> _SUPPLIED TEXT_
##########
Wednesday, May 13, 2009

The Incident

Tonight's episode of Lost ended the season with a bang. Pun most certainly intended, but really, this was a fine bit of writing to cap things off.

The series of flashbacks dealing with Jacob were a really nice, character-based texture to the show. Most of them didn't provide us with new information, but were still great moments to see, that synched up with many great details we've seen in the past.

Revisiting the letter written by "our Sawyer" to the "Con Man Sawyer" nicely evoked a personal character's pain from earlier seasons.

Seeing Jack actually live a moment in which his father gave him the "count to five" advice he'd later pass on to Kate had great resonance. It was particularly interesting in that, at the time, Jack actually resented his father for doing so.

We haven't seen Sun and Jin together on screen once all season, so their flashback, even while providing no new information, was sweet -- a reminder of when they were happy together.

And then there were new bits of information too. We saw Hurley pushed to board the Ajira flight not by a ghostly Charlie, but by Jacob. And we saw the moment in which Nadia was killed -- it would seem not orchestrated by Ben after all. Both cool things to tweak what our assumptions might have been. (Well, mine anyway.)

The great character beats weren't just restricted to the flashbacks, either. Checking in on Bernard and Rose, happily living out their "retirement," Robinson Crusoe style (with Vincent!), was a touching scene. It was also great to see Sawyer finally unload on Jack for ruining the good thing he had going. Meanwhile, in the present, we were treated to "vulnerable Ben," a texture of that character we so rarely get to see.

But for me, perhaps the single greatest triumph in the writing tonight was having Miles actually voice the theory I'd become absolutely convinced was the truth -- that setting off the warhead was in fact the very "incident" that required the building of the Swan in the first place, a "predestination paradox."

Now that he's said it, it's really shaken my certainty. I would have waited rather patiently for 2010, expecting that I knew how this season's big cliffhanger would be resolved. But now that both the "this will undo everything" and the "this will cause the very thing you're trying to avoid" theories have been placed on the table by the characters themselves? Well, now I expect it's not likely to be either of those things. Not entirely, anyway. In any case, I'm a lot less sure about what is going to happen next.

While we're all spending the next long months stewing over that, we can ask ourselves plenty of other questions too. Are Sayid or Juliet gonna make it? Are we to take it that "Locke" is actually an incarnation of the man from the teaser? And given Ben and Richard's emphatic statements that no one comes back from the dead, what are we to make of Jack's father, Christian? Was he also an incarnation of this new stranger, working a Rube Goldberg-like plot to put Locke in a position to, well, become "possessed?" Does any of this Benjamin Linus vs. Charles Widmore even really matter anymore, or is the real struggle at the core of Lost that between Jacob and this character we've only now just met?

We've got some time now to talk amongst ourselves.
##########
Point-per-instance localization data:

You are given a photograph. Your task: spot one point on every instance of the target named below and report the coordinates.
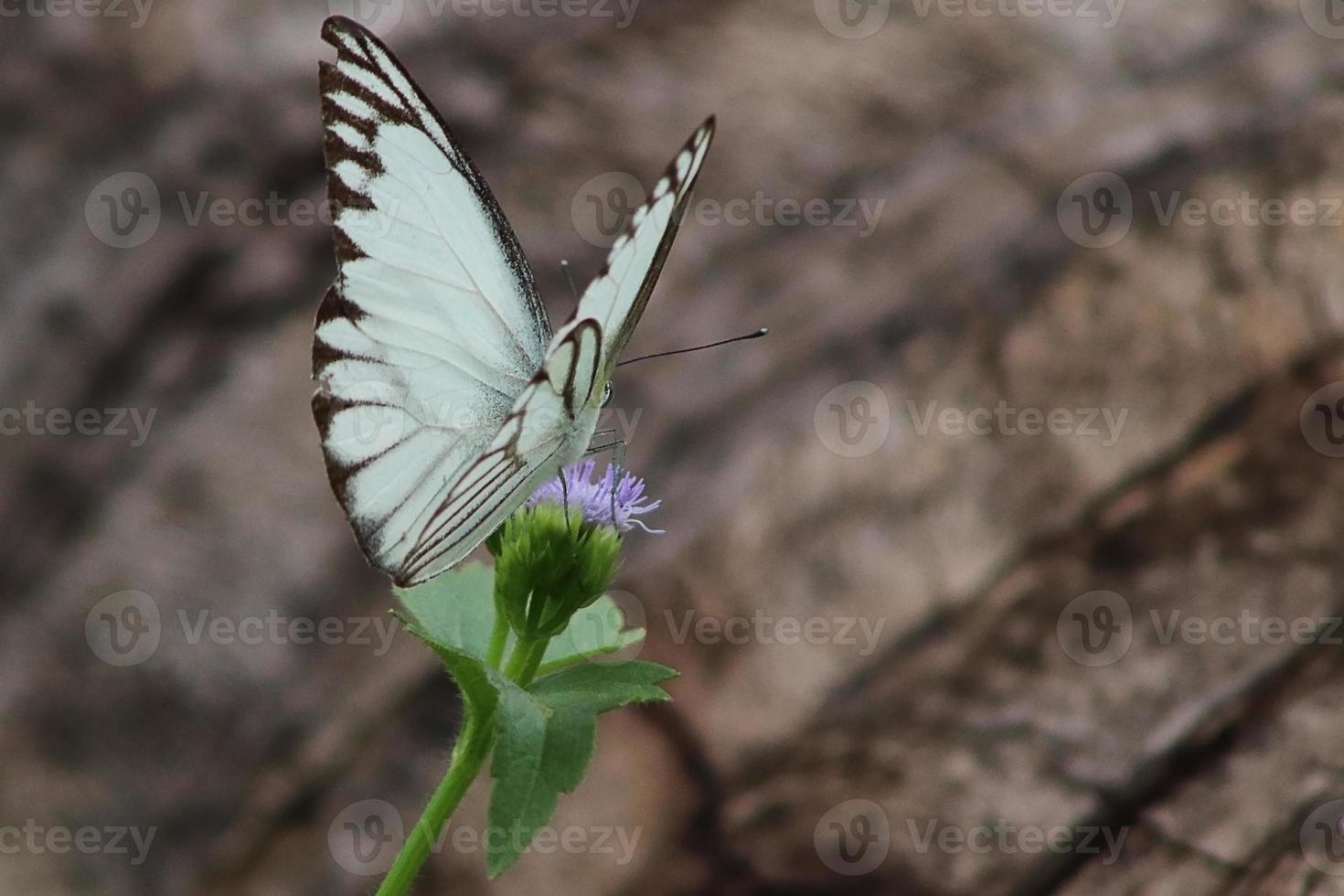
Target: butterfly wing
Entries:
(433, 328)
(617, 295)
(554, 420)
(548, 429)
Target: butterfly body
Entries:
(443, 398)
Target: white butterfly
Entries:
(443, 400)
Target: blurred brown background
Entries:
(1007, 564)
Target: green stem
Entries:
(534, 661)
(468, 753)
(474, 744)
(499, 638)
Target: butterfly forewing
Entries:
(433, 326)
(443, 400)
(617, 295)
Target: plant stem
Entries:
(468, 753)
(519, 658)
(499, 638)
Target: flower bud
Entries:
(549, 567)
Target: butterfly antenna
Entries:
(565, 500)
(569, 275)
(697, 348)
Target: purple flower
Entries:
(595, 498)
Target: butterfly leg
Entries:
(615, 468)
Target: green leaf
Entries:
(456, 609)
(593, 632)
(545, 741)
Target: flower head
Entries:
(546, 569)
(601, 503)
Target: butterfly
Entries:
(443, 400)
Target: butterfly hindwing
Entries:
(549, 427)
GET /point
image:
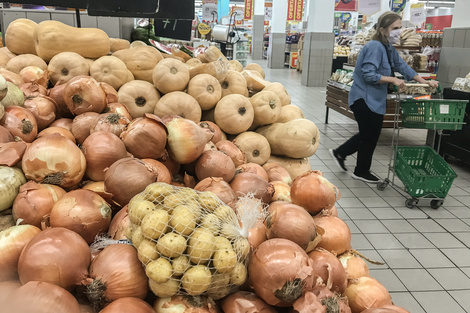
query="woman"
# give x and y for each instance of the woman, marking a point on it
(368, 95)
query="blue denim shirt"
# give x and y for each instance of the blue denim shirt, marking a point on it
(372, 64)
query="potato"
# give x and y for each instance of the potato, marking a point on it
(196, 280)
(180, 265)
(201, 246)
(155, 224)
(146, 251)
(238, 274)
(183, 220)
(171, 245)
(224, 260)
(167, 289)
(159, 270)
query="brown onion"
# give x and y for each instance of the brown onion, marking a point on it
(237, 156)
(54, 160)
(43, 109)
(221, 189)
(292, 222)
(84, 94)
(12, 242)
(35, 201)
(314, 192)
(55, 255)
(82, 125)
(215, 164)
(280, 271)
(117, 273)
(127, 177)
(145, 137)
(246, 183)
(20, 122)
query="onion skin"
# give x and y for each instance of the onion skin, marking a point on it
(12, 242)
(56, 255)
(35, 201)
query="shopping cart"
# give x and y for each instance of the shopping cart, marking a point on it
(423, 172)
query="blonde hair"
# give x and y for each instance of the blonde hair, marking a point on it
(385, 20)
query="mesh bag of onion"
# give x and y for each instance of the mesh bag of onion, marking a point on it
(190, 242)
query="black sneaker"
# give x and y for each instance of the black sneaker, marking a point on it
(338, 160)
(368, 178)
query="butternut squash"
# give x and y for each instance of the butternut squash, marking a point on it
(295, 139)
(53, 37)
(19, 36)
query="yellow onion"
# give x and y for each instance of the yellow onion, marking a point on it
(34, 202)
(54, 160)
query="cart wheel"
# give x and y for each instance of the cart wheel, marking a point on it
(436, 204)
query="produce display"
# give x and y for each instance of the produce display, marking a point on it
(138, 181)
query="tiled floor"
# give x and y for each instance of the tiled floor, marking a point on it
(426, 251)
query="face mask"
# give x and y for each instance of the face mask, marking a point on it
(394, 36)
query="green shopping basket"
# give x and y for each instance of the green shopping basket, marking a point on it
(433, 113)
(423, 172)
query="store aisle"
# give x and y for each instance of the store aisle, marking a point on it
(426, 251)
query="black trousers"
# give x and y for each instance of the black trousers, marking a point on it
(364, 142)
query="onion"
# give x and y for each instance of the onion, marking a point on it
(55, 255)
(365, 293)
(246, 183)
(54, 160)
(337, 236)
(145, 137)
(238, 157)
(292, 222)
(186, 140)
(111, 122)
(126, 178)
(43, 109)
(280, 271)
(57, 130)
(43, 297)
(82, 125)
(163, 174)
(314, 192)
(20, 122)
(126, 305)
(84, 94)
(12, 242)
(215, 164)
(116, 273)
(221, 189)
(35, 201)
(252, 168)
(276, 172)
##########
> _TO DO_
1) Quote the passage of the Lost review that opens with the words containing "The series of" and closes with "in the past.".
2) State whether each statement agrees with the Lost review, answering yes or no and quoting the words that decide it. (a) Jacob, not Charlie, pushed Hurley to board the Ajira flight. (b) Sun and Jin appeared together on screen several times this season. (c) Kate first gave Jack the "count to five" advice.

> _COMPLETED EXERCISE_
1)
The series of flashbacks dealing with Jacob were a really nice, character-based texture to the show. Most of them didn't provide us with new information, but were still great moments to see, that synched up with many great details we've seen in the past.

2)
(a) Yes: "We saw Hurley pushed to board the Ajira flight not by a ghostly Charlie, but by Jacob."
(b) No: "We haven't seen Sun and Jin together on screen once all season"
(c) No: "his father gave him the "count to five" advice he'd later pass on to Kate"